Document:
---

I felt ready but anxious race week. I had successfully completed a tough training block in the three weeks since American River 50 Mile. I negotiated hill repeats, tempo runs, long runs and track workouts while staying healthy. Niggles were immediately dealt with via massage or A.R.T. sessions. Comparing ultrasignup results from 2014, it was obvious that sub-24 hour runners at Western States were finishing Miwok in around 12 hours, about 11:30 minutes per mile. My average pace for trail racing in the Marin Headlands is about 12:30 pace. I had my work cut out for me. My "A" goal would be sub-12, "B" goal sub-13, and "C" goal would be simply to finish and establish a qualifier for the 2016 WS100 lottery.

Rather than focusing on pace, I decided to keep my effort between zone 2 and zone 3 for the duration of the race. This meant I would be running more of the climbs, as my heart rate tends to recover quickly when I hike. Fueled by one bottle of Tailwind (200 calories), one packet of the sweet Clif Organic Energy Food (affectionately referred to as 'baby food') and 5 grams of Master Amino Pattern every hour, I was prepared to give it my best shot.

---

Required tasks:
**1)** From the race report above, quote everything from "Rather than focusing" down to "my best shot.".
**2)** Answer these questions using the race report above.
(a) How many weeks of training had passed since American River 50 Mile?
(b) What was the "B" goal for the race?
(c) How many calories did one bottle of Tailwind provide?

(Point labeling examples)
---

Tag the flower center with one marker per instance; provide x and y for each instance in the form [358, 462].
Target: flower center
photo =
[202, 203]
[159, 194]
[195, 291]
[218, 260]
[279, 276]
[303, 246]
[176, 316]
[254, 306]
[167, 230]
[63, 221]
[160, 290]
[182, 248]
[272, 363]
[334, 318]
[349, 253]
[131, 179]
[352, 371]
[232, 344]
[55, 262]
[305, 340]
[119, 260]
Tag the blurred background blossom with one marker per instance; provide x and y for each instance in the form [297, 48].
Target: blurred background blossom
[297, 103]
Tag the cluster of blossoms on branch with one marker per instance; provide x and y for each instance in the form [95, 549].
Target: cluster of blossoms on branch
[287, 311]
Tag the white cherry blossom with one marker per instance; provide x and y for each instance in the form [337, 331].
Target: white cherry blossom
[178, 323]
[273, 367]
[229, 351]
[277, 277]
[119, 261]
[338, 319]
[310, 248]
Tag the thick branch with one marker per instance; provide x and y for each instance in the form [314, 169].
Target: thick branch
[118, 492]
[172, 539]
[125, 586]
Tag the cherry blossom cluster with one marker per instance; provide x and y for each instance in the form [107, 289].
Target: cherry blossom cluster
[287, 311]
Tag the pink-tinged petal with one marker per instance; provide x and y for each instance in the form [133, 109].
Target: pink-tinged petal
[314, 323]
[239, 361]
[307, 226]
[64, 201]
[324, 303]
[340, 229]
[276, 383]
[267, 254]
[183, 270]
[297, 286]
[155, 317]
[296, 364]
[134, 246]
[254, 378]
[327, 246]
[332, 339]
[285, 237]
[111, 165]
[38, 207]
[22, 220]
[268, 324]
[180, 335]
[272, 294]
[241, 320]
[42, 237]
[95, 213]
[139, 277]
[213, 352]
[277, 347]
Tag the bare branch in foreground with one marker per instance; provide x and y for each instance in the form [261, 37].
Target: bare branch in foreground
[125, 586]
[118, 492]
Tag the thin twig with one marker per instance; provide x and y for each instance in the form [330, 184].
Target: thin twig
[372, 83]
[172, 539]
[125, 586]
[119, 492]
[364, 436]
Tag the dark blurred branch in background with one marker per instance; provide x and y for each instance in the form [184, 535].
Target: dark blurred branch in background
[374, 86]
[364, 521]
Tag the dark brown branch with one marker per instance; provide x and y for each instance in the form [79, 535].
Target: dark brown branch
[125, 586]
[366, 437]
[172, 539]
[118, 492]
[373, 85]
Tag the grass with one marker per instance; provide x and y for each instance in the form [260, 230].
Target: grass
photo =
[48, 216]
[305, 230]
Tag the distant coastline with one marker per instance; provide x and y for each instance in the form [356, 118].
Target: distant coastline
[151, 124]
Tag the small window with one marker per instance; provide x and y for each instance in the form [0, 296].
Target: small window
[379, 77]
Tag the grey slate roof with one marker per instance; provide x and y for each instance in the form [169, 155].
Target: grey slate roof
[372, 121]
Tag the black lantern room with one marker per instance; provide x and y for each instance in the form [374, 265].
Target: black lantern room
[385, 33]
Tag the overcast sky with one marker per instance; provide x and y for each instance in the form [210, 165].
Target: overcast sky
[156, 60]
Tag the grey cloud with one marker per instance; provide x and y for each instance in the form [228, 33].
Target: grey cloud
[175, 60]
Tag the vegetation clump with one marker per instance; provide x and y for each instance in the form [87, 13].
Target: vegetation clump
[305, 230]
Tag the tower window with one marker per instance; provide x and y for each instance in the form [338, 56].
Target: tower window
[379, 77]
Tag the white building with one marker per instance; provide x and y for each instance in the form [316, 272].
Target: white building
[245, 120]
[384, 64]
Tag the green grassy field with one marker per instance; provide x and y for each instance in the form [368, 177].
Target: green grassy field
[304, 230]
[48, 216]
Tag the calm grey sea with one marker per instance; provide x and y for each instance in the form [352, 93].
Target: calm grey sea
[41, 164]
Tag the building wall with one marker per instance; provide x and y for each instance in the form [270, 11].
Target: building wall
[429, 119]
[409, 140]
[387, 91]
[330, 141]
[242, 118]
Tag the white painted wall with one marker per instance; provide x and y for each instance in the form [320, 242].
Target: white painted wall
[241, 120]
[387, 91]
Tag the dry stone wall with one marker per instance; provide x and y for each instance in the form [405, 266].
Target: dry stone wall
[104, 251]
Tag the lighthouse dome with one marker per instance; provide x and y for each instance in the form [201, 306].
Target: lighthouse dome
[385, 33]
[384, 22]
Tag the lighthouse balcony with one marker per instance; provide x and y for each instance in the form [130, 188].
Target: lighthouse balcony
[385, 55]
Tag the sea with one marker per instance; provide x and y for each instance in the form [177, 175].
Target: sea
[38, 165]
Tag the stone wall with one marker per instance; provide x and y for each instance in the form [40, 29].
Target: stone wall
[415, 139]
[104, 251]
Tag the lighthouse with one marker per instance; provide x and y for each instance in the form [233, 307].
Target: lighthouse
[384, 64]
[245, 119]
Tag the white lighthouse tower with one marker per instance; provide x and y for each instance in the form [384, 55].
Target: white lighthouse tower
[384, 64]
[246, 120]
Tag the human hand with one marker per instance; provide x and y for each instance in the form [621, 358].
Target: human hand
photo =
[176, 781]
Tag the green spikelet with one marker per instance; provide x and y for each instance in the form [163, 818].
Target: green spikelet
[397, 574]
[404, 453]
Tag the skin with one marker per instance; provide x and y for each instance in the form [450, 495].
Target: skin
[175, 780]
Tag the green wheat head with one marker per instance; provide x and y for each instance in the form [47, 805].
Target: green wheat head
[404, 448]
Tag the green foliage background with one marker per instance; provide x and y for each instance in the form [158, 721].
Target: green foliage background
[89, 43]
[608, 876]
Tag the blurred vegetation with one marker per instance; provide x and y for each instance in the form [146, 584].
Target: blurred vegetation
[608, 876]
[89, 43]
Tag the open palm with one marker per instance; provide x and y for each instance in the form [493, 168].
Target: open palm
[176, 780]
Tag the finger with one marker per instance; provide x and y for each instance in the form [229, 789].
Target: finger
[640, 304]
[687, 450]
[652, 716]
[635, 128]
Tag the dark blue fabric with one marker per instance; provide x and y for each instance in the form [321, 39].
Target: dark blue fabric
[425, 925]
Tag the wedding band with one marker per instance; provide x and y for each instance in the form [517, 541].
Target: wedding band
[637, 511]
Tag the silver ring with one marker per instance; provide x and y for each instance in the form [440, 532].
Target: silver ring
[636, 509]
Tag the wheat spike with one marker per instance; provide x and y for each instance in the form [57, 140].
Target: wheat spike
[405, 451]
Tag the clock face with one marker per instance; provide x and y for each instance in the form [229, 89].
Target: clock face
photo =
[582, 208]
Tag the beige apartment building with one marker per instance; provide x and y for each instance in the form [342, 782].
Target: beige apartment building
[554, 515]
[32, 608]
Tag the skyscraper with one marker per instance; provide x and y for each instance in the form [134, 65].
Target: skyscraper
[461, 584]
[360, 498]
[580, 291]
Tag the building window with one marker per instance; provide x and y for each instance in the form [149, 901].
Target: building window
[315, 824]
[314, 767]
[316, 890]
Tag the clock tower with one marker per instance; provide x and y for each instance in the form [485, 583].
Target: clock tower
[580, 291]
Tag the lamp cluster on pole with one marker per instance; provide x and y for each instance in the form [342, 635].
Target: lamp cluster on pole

---

Correct answers:
**1)**
Rather than focusing on pace, I decided to keep my effort between zone 2 and zone 3 for the duration of the race. This meant I would be running more of the climbs, as my heart rate tends to recover quickly when I hike. Fueled by one bottle of Tailwind (200 calories), one packet of the sweet Clif Organic Energy Food (affectionately referred to as 'baby food') and 5 grams of Master Amino Pattern every hour, I was prepared to give it my best shot.

**2)**
(a) Three weeks.
(b) Sub-13.
(c) 200 calories.